Post by Yes, I'm drunk »

From the inimitable Peter Hitchens:

http://hitchensblog.mailonsunday.co.uk/ ... urope.html

The crucial paragraph is just below here for those that can't be bothered reading it all, but I would recommend you do:
The whole EU seems to me to be an admission that it simply is not worth anyone trying to question German pre-eminence any more. That is what pro-EU apologists mean when they say that the EU has ‘prevented war in Europe since 1945’. It has prevented it by bringing about longstanding German foreign policy aims, by consent and peacefully, and without the national humiliation and bankruptcy attendant on war and subjugation.
Full article:
Blood and Iron versus Bread and Wine, the Sad Fate of France in a German Europe

At the beginning of Arthur Koestler’s extraordinary book ‘The Scum of the Earth’ he ponders on what was - in 1939 - the great unsolved problem of Europe. How could France, a country of bread and wine, co-exist next door to Germany, a nation of blood and iron? Germany must surely dominate, thanks to its greater population and its industrial and economic might. The war of 1871, and French defeat by Prussia, had shown how powerful Germany was. The costly victory of 1918 had shown just how much blood France would have to shed to stay out of Germany’s shadow.

Yet France was still, in 1939, not willing to accept German domination of Europe.

Koestler, a Communist ex-spy and journalist, a Hungarian national and general troublemaker, was rounded up by the French Republic on the outbreak of war and put into a grim prison camp for subversive aliens, at Le Vernet in the foothills of the Pyrenees. Somehow, he got out again, just in time to be caught in Paris as the Germans arrived, and to be rounded up again.

The story of his escape, quite possibly mendacious, is at the heart of this neglected book, and is a great evocation of the absurdities, terrors, miseries and hilarities of a great nation collapsing.

I have never been one of the ‘cheese-eating surrender monkey’ mockers of France. France is a martial nation and its people know how to fight, as I should have thought Verdun proved beyond any doubt (that’s if you had forgotten Austerlitz, Marengo, Jena and a dozen other Napoleonic triumphs, and the awkward fact that England lost the Hundred Years War – plus the even more annoying fact, for those who jeer about there being no French military victories, that the decisive American triumph over Britain at Yorktown was really the work of the French Admiral de Grasse, and of French army officers such as Lafayette. French soldiers fought on long after British troops had left via Dunkirk, and the garrison of one part of the Maginot Line refused to surrender to the Germans until personally ordered to do so by the Minister of Defence).
====
*Job 1*.
Rewrite the records from the start through the line that contains "xmin=334 ymin=180 xmax=474 ymax=307", changing "endpoint" to "service" and keeping everything else the same. Leave out the pictures.

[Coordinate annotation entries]
====
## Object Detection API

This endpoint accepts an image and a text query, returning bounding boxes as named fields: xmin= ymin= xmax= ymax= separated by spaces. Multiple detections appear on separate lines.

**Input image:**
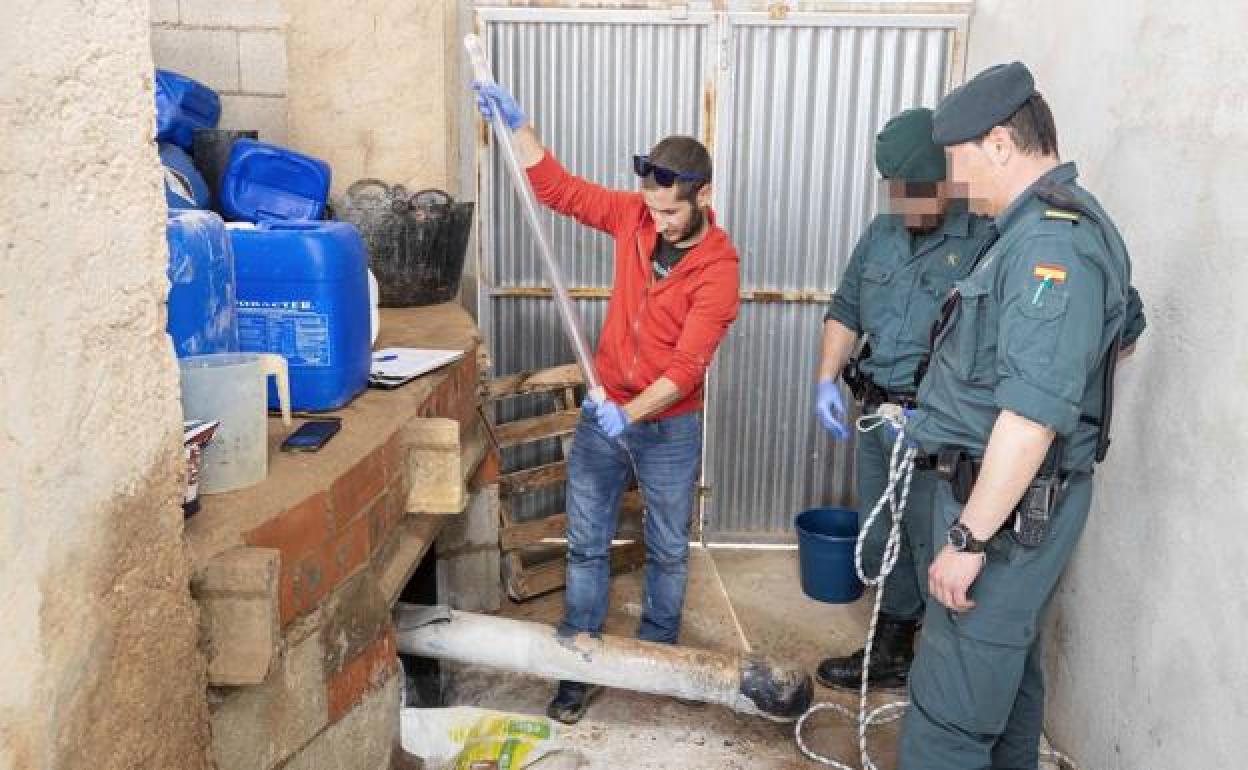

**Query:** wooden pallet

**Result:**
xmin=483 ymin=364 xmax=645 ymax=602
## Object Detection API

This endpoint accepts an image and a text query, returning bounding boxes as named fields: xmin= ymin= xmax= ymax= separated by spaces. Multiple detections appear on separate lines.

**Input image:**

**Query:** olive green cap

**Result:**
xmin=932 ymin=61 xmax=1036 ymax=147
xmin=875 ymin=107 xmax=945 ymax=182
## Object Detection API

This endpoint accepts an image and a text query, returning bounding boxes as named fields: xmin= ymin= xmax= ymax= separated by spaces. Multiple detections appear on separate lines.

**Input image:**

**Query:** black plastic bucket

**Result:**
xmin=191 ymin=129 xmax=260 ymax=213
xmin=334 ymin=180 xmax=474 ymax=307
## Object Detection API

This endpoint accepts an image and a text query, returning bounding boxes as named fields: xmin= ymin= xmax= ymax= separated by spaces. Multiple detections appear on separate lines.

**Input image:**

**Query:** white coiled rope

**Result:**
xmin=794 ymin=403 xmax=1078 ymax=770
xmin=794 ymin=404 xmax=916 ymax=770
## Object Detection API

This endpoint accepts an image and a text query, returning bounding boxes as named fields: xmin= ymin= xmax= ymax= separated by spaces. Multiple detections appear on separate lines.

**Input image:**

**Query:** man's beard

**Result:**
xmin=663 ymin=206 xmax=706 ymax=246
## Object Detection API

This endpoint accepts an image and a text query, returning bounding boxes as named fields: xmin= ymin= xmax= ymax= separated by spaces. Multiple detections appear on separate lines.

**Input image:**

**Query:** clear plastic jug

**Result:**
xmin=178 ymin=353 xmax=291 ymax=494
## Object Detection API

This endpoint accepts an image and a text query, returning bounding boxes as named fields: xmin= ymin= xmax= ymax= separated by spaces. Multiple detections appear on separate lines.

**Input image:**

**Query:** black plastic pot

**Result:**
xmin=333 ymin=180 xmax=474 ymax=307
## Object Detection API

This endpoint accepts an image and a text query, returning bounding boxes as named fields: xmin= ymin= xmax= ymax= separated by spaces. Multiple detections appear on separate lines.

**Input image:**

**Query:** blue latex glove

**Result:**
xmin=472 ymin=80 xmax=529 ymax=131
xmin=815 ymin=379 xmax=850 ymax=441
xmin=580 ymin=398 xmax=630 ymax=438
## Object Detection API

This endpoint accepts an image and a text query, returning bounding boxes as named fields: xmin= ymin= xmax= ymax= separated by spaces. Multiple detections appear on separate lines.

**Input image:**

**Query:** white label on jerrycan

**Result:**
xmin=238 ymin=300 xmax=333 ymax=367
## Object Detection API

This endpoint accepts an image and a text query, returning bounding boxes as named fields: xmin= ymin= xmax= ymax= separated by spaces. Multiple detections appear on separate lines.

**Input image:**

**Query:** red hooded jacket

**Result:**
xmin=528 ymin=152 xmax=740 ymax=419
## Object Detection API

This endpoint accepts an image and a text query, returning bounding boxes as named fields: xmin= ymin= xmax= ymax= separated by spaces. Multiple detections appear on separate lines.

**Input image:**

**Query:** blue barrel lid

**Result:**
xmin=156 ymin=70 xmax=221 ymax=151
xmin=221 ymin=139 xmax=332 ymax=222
====
*Job 2*.
Write out the stretch of the post on France and Germany from "Koestler, a Communist" through "rounded up again.".

*Correct answer 1*.
## Object Detection API

This service accepts an image and a text query, returning bounding boxes as named fields: xmin= ymin= xmax= ymax= separated by spaces. Multiple detections appear on separate lines.

**Input image:**

**Query:** wooden pallet

**Result:**
xmin=483 ymin=364 xmax=645 ymax=602
## Object Detection API

This service accepts an image and a text query, returning bounding boxes as named fields: xmin= ymin= xmax= ymax= separated by spaces. Multiple detections appear on separate lines.

**Input image:**

**Query:** olive green cap

**Result:**
xmin=932 ymin=61 xmax=1036 ymax=147
xmin=875 ymin=107 xmax=945 ymax=182
## Object Detection API

This service accepts an image and a text query, returning bounding boxes as named fields: xmin= ymin= xmax= ymax= separated by spaces. Multiple detections appear on separate lines.

**Input image:**

**Query:** black plastic bucket

**Result:**
xmin=191 ymin=129 xmax=260 ymax=213
xmin=334 ymin=180 xmax=474 ymax=307

*Correct answer 2*.
Koestler, a Communist ex-spy and journalist, a Hungarian national and general troublemaker, was rounded up by the French Republic on the outbreak of war and put into a grim prison camp for subversive aliens, at Le Vernet in the foothills of the Pyrenees. Somehow, he got out again, just in time to be caught in Paris as the Germans arrived, and to be rounded up again.